- **TASK BRIEF**
Repeat every entry word for word, but leave the images out of your copy.

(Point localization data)
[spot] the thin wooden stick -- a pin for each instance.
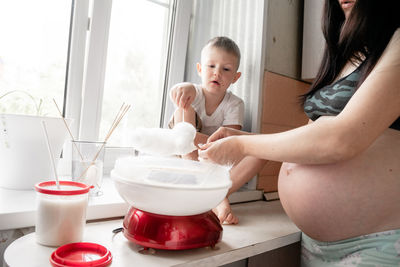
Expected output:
(69, 130)
(53, 164)
(121, 113)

- **ANSWER SECTION**
[spot] the thin wooden stick -- a pin for each instance.
Expected output:
(69, 130)
(53, 164)
(121, 113)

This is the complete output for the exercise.